EXERCISE DIRECTIONS.
Pull out every row below and reproduce each one verbatim, character for character.

RECORDS PROVIDED.
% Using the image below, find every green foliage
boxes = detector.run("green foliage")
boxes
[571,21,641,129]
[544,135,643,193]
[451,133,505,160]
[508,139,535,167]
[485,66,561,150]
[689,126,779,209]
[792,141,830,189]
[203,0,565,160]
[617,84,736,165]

COMPLETE ANSWER.
% Using the image below, find every green foliage
boxes = detector.run("green foliage")
boxes
[571,21,641,129]
[544,135,643,193]
[451,133,505,160]
[508,139,535,167]
[485,66,561,150]
[689,126,779,209]
[792,141,830,189]
[203,0,565,160]
[617,84,736,165]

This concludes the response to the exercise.